# DOCUMENT EXTRACT
----------------
Faction represented in the Knesset
- 2022–: Otzma Yehudit

Personal details
- Born: Yitzhak Shimon Wasserlauf 14 August 1992 (age 33) Jerusalem
- Party: Otzma Yehudit (since 2013)
- Other political affiliations: National Union (2009–2013)
- Spouse: Moriah Wasserlauf
- Children: 3
- Education: Yeshivat Ma'alot

= Yitzhak Wasserlauf =

Israeli politician

Yitzhak Shimon Wasserlauf (יצחק שמעון וסרלאוף; born 14 August 1992) is an Israeli politician who has served as the Minister for the Development of the Periphery, the Negev, and the Galilee since 2025, and currently serves as a member of Knesset for Otzma Yehudit, following the 2022 Israeli legislative election.

== Biography ==
Wasserlauf was born in the Old City of Jerusalem to a religious Zionist family. He became the deputy chairman of the youth wing of the National Union Party at age 17.

He participated in the hesder program during his enlistment in the Israel Defense Forces' Golani Brigade, allowing him to divide his time between yeshiva and army service. Between 2014 and 2019, he taught at the Hesder Yeshiva Oz Ve'emuna in Tel Aviv, which he founded alongside Rabbi Ahiad Ettinger. Ettinger was killed in a shooting near Ariel in 2019.
----------------
# ASSIGNMENT
Carry on the biography of Yitzhak Wasserlauf from its final sentence, in the same encyclopedic register.
----------------
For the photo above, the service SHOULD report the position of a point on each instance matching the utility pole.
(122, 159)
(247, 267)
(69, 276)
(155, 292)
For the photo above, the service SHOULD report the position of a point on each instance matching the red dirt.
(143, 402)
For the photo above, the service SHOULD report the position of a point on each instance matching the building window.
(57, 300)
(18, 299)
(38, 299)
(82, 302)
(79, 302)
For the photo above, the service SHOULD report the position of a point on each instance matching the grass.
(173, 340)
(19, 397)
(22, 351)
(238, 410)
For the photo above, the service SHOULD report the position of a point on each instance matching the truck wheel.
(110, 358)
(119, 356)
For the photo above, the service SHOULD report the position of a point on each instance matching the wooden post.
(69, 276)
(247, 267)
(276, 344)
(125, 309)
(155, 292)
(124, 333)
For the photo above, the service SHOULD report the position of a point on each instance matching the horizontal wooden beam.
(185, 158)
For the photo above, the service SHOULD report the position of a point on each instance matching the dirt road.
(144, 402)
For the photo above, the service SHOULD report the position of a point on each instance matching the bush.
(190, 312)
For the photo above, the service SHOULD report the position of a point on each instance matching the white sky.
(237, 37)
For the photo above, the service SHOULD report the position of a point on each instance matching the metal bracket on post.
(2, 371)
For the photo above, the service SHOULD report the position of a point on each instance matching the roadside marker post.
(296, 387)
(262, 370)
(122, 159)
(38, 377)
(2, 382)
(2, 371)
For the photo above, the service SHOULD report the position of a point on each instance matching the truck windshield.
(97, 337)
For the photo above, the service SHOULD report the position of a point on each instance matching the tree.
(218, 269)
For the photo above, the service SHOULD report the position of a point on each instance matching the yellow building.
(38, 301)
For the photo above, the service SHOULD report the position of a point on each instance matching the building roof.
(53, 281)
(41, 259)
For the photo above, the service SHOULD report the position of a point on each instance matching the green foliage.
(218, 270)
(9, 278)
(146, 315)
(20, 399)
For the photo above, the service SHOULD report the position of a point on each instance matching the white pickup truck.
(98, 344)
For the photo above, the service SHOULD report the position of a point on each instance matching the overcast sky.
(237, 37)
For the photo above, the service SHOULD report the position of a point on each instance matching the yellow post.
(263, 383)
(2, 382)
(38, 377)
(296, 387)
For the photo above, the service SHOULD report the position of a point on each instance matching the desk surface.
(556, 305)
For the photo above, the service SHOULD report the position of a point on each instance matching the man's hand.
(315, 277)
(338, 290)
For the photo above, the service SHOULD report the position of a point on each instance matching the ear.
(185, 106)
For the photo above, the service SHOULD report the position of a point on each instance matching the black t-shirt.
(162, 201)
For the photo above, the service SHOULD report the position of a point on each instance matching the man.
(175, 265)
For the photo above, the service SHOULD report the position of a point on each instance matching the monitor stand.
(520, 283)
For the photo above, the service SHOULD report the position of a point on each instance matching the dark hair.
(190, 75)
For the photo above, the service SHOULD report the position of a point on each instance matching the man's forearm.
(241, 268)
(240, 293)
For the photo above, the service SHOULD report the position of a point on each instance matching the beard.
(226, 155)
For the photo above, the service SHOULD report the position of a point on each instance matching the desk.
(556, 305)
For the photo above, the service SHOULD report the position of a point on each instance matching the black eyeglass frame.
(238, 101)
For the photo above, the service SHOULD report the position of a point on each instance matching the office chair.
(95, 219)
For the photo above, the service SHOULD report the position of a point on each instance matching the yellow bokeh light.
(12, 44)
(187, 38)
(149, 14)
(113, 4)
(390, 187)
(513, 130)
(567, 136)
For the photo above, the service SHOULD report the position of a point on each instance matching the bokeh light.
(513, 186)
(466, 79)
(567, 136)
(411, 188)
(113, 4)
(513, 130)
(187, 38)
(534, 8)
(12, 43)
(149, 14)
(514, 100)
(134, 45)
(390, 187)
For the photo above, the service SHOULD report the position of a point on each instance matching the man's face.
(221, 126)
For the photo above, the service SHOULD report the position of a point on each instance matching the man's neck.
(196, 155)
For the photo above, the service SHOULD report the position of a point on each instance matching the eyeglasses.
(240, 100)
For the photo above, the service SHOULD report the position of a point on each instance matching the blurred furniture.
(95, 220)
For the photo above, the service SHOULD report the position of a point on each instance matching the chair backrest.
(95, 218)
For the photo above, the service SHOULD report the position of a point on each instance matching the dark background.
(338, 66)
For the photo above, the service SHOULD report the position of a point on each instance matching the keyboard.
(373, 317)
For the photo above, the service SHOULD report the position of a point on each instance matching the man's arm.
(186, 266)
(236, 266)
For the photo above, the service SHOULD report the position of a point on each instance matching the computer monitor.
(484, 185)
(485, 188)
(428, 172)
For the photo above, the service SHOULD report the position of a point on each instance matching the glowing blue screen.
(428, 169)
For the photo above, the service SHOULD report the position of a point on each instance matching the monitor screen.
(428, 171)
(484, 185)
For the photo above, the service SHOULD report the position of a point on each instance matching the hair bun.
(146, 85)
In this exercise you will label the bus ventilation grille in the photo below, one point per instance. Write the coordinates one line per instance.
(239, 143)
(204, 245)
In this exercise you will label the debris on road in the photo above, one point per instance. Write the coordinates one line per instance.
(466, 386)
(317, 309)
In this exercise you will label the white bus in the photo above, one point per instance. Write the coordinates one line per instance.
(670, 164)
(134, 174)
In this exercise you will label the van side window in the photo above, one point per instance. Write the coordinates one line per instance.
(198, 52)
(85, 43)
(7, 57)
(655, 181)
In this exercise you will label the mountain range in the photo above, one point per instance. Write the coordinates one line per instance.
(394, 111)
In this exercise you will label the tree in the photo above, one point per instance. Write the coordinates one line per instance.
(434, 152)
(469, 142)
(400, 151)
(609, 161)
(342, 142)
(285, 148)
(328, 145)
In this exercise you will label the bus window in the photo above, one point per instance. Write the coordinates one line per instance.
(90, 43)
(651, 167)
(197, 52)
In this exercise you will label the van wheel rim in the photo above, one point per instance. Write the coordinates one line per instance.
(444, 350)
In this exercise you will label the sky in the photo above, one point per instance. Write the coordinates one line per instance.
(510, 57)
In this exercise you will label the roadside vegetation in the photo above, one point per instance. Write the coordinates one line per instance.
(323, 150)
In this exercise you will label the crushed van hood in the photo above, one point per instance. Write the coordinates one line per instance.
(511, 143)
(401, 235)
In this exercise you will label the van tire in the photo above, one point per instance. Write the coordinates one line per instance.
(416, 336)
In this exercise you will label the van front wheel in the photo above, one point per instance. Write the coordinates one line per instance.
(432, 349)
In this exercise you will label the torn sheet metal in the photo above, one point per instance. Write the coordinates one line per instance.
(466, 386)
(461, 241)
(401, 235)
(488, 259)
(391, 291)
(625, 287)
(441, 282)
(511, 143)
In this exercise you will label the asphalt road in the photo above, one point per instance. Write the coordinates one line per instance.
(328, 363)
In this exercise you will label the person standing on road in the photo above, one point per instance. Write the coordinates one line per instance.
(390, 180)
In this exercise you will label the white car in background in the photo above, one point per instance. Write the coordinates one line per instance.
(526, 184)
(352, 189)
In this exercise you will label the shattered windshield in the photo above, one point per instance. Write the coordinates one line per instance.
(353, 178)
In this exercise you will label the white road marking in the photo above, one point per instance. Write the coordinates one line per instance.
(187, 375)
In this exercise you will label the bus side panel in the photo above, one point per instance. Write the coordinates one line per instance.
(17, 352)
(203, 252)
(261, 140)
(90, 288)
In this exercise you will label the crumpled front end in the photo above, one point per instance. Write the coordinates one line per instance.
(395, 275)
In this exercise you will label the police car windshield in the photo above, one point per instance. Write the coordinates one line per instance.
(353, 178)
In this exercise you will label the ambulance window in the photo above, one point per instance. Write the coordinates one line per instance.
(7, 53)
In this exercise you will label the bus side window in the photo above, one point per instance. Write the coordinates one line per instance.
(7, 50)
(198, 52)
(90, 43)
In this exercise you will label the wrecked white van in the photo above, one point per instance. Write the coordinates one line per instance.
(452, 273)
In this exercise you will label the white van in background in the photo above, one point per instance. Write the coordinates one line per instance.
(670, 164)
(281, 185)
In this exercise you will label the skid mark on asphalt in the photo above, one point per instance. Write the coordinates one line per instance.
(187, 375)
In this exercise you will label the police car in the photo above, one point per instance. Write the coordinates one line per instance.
----------------
# ANSWER BELOW
==Political career==
For the September 2019 Knesset elections he was placed fourth in the Otzma Yehudit list, but was not elected to the Knesset as Otzma Yehudit was below the election threshold. Placed second in the 2020 Israeli legislative election, the party again did not pass the election threshold.

Prior to the elections for the 21st Knesset he joined Otzma Yehudit. In the elections for the 25th Knesset, he was placed fifth on the list, which won 14 mandates. Wasserlauf was elected to the Knesset and sworn in on 15 November 2022. He was appointed to the Ministry for the Development of the Periphery, the Negev, and the Galilee. Upon being sworn in on 15 November 2022, Wasserlauf became the youngest member of the 25th Knesset.

On 17 January 2025 Otzma Yehudit held a press conference in which they announced their intention to withdraw from the coalition if the government accepted the three-phase ceasefire proposal. The proposal was accepted, and Wasserlauf subsequently resigned alongside the rest of the party's ministers when the ceasefire went into effect on 19 January 2025. His term ended on 21 January. Otzma Yehudit has stated its intention to rejoin the governing coalition if the deal does not result in a permanent ceasefire.

The cabinet approved Wasserlauf's re-appointment on 18 March, and it was approved by the Knesset the following day.

== Personal life ==
Wasserlauf lives in a neighborhood in northern Tel Aviv. He previously lived in the neighborhood of Shapira. He is married, and has three children.